┌──

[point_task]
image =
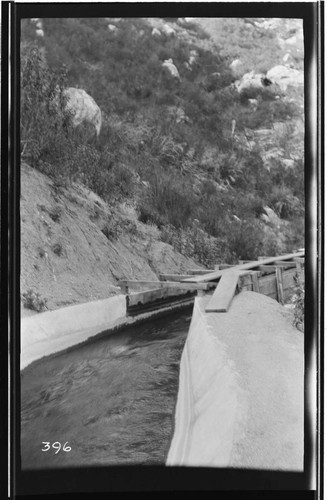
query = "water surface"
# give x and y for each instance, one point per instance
(112, 400)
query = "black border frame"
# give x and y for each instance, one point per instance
(136, 478)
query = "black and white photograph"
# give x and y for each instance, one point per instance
(165, 190)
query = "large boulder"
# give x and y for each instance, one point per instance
(83, 108)
(168, 30)
(286, 77)
(252, 85)
(171, 68)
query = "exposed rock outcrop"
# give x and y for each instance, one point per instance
(83, 108)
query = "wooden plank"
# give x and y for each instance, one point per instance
(199, 271)
(284, 263)
(173, 277)
(142, 298)
(250, 265)
(162, 284)
(255, 283)
(224, 293)
(267, 269)
(280, 291)
(226, 266)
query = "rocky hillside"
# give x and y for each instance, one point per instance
(74, 247)
(196, 156)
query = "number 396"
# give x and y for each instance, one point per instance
(56, 446)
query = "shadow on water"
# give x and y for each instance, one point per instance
(112, 400)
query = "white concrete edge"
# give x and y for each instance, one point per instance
(55, 331)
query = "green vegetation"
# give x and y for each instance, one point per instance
(32, 300)
(298, 302)
(201, 188)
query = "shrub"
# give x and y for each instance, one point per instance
(32, 300)
(298, 301)
(57, 249)
(55, 214)
(44, 124)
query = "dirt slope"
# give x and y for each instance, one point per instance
(65, 256)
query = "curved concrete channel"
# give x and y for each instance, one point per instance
(241, 378)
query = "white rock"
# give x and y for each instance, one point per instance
(170, 66)
(285, 76)
(253, 104)
(112, 27)
(193, 57)
(156, 32)
(236, 66)
(249, 80)
(168, 30)
(83, 108)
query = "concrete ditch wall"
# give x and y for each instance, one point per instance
(55, 331)
(240, 400)
(241, 392)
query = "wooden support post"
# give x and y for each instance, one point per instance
(224, 293)
(173, 277)
(298, 261)
(199, 272)
(279, 280)
(255, 283)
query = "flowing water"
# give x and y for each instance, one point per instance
(112, 401)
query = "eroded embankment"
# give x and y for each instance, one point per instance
(111, 400)
(241, 392)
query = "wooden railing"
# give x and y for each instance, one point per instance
(272, 276)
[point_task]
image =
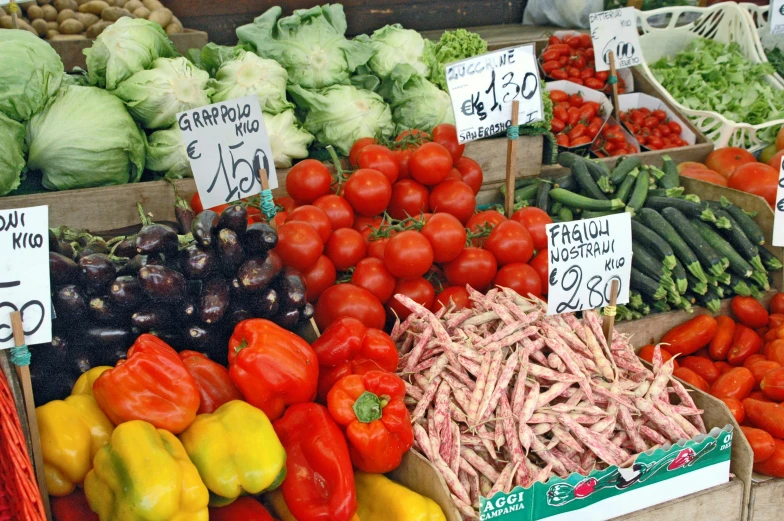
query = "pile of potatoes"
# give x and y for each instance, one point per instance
(73, 19)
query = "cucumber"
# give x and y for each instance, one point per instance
(574, 200)
(738, 264)
(654, 220)
(707, 255)
(639, 194)
(587, 185)
(655, 244)
(747, 224)
(623, 167)
(687, 208)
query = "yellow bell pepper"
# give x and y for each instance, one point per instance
(381, 499)
(236, 451)
(144, 474)
(84, 385)
(72, 431)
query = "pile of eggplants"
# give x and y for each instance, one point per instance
(191, 289)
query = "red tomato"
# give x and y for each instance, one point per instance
(373, 275)
(319, 277)
(535, 221)
(348, 300)
(299, 245)
(308, 180)
(345, 248)
(338, 210)
(408, 255)
(474, 266)
(445, 134)
(430, 163)
(471, 172)
(314, 216)
(368, 191)
(446, 235)
(455, 198)
(409, 199)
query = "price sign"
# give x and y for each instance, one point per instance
(483, 89)
(24, 274)
(776, 16)
(227, 143)
(616, 31)
(584, 258)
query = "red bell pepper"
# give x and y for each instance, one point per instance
(319, 484)
(371, 410)
(273, 368)
(152, 385)
(244, 508)
(212, 379)
(348, 347)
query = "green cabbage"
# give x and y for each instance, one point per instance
(125, 48)
(166, 153)
(84, 138)
(341, 114)
(12, 149)
(415, 102)
(172, 85)
(247, 74)
(394, 45)
(310, 44)
(31, 73)
(287, 140)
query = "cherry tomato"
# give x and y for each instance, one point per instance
(446, 236)
(408, 255)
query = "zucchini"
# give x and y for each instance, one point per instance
(623, 167)
(654, 220)
(687, 208)
(747, 224)
(587, 185)
(574, 200)
(646, 286)
(707, 255)
(639, 193)
(738, 264)
(655, 244)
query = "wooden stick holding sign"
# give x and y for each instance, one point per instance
(23, 373)
(511, 162)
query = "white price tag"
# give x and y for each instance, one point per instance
(584, 258)
(483, 89)
(24, 274)
(776, 16)
(616, 31)
(227, 144)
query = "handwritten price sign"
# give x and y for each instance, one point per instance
(584, 258)
(616, 31)
(483, 89)
(227, 143)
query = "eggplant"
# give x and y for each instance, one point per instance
(203, 228)
(62, 270)
(260, 238)
(162, 284)
(256, 274)
(230, 252)
(126, 291)
(214, 300)
(156, 239)
(97, 271)
(70, 301)
(197, 262)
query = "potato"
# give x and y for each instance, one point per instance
(93, 7)
(71, 26)
(87, 19)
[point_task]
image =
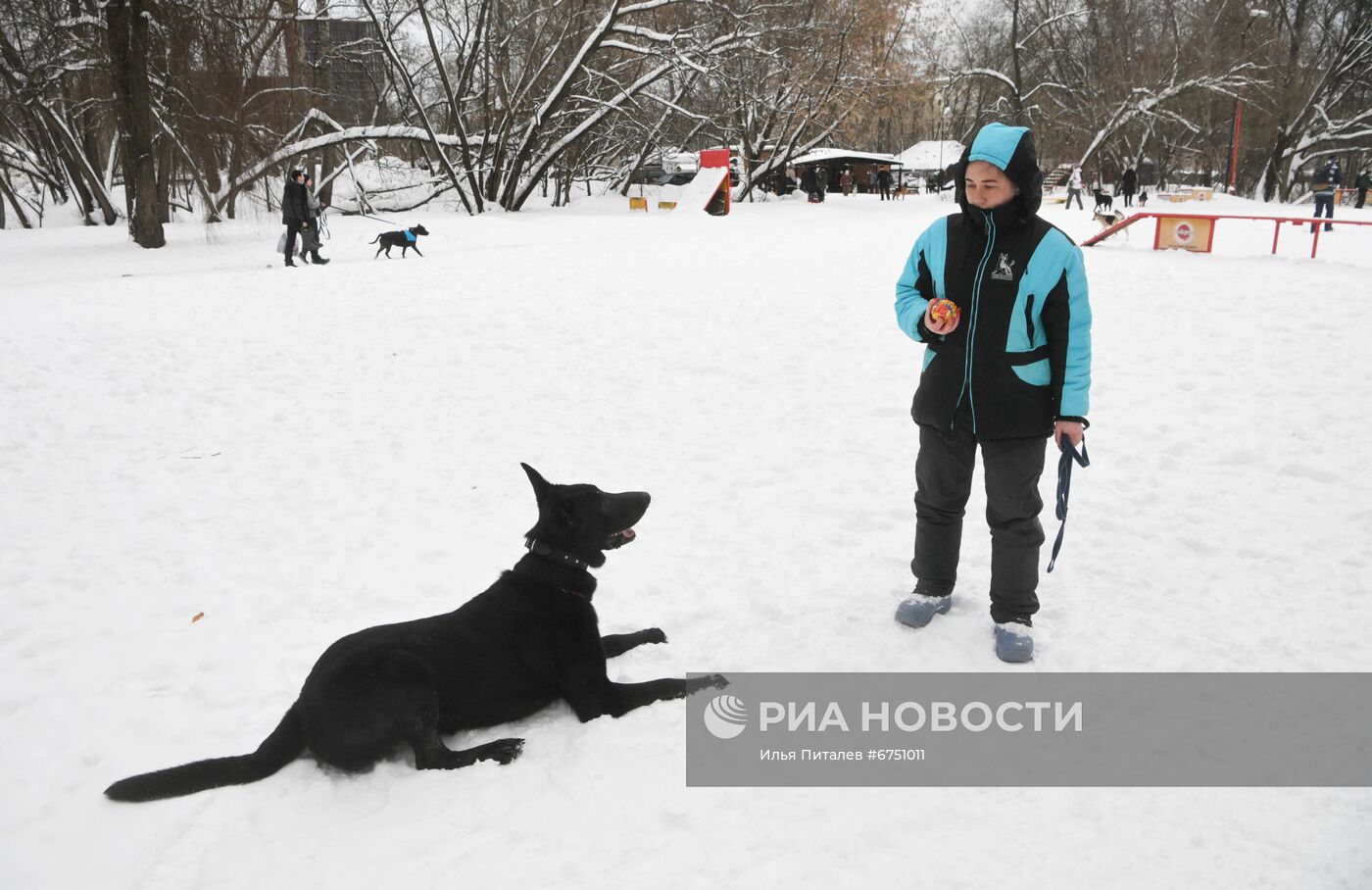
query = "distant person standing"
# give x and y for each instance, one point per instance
(1129, 184)
(1326, 179)
(1074, 186)
(295, 212)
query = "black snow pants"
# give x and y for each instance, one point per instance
(943, 474)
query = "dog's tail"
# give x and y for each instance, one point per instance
(284, 745)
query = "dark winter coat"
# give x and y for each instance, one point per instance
(1021, 353)
(295, 207)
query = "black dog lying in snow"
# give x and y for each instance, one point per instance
(523, 643)
(405, 239)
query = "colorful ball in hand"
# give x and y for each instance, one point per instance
(944, 312)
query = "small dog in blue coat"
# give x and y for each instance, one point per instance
(405, 239)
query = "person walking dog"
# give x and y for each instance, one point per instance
(1007, 371)
(1074, 188)
(311, 237)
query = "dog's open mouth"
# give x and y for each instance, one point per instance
(619, 539)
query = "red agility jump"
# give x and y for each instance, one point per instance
(1187, 234)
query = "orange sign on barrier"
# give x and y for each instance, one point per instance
(1189, 233)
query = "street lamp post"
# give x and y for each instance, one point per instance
(1254, 14)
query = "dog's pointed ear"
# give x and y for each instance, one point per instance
(541, 484)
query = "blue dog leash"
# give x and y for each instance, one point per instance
(1069, 454)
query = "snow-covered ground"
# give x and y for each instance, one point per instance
(305, 453)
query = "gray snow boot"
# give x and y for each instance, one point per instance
(1014, 642)
(918, 609)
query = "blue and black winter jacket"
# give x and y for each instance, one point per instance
(1021, 354)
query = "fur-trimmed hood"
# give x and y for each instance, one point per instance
(1011, 150)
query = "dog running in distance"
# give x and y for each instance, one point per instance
(528, 641)
(405, 239)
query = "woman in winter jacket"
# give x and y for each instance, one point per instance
(1129, 184)
(294, 212)
(1005, 373)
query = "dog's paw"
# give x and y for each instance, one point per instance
(715, 680)
(504, 750)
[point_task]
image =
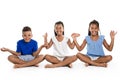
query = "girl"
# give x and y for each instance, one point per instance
(95, 54)
(61, 55)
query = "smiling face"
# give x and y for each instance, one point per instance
(59, 29)
(27, 35)
(94, 29)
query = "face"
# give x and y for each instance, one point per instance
(59, 29)
(27, 35)
(94, 29)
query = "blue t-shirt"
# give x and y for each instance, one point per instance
(95, 48)
(26, 48)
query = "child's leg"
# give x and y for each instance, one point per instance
(104, 59)
(52, 59)
(65, 62)
(87, 60)
(15, 60)
(35, 61)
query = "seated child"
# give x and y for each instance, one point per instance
(27, 53)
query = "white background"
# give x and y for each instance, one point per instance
(41, 16)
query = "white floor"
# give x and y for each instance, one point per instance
(78, 72)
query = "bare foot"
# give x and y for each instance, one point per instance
(17, 66)
(36, 65)
(70, 65)
(103, 64)
(86, 64)
(49, 66)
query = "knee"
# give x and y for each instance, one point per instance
(47, 56)
(11, 57)
(78, 55)
(74, 58)
(109, 58)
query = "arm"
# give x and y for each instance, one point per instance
(74, 35)
(109, 47)
(38, 51)
(47, 45)
(11, 51)
(71, 44)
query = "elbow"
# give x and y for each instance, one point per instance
(110, 50)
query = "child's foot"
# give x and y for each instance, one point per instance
(17, 66)
(86, 64)
(36, 65)
(103, 64)
(49, 66)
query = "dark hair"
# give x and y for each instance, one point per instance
(26, 28)
(57, 23)
(92, 22)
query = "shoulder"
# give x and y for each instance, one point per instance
(102, 37)
(33, 41)
(87, 37)
(20, 41)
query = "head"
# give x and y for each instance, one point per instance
(59, 28)
(27, 33)
(93, 28)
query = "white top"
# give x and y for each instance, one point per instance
(60, 48)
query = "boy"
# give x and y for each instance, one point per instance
(27, 51)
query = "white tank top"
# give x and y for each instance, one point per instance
(60, 49)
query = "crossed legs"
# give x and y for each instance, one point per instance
(20, 63)
(101, 61)
(58, 63)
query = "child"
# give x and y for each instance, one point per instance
(27, 51)
(95, 54)
(61, 55)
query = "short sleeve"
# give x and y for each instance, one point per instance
(18, 47)
(35, 46)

└──

YOUR TASK: Find every line in the entries above that contains the word "black", matching case exactly, and copy each of those lines.

EXERCISE RESULT:
query = "black border frame"
query = "black and white photograph"
query = "black snow pants"
query = "black dog lying in snow"
query = "blue and black winter jacket"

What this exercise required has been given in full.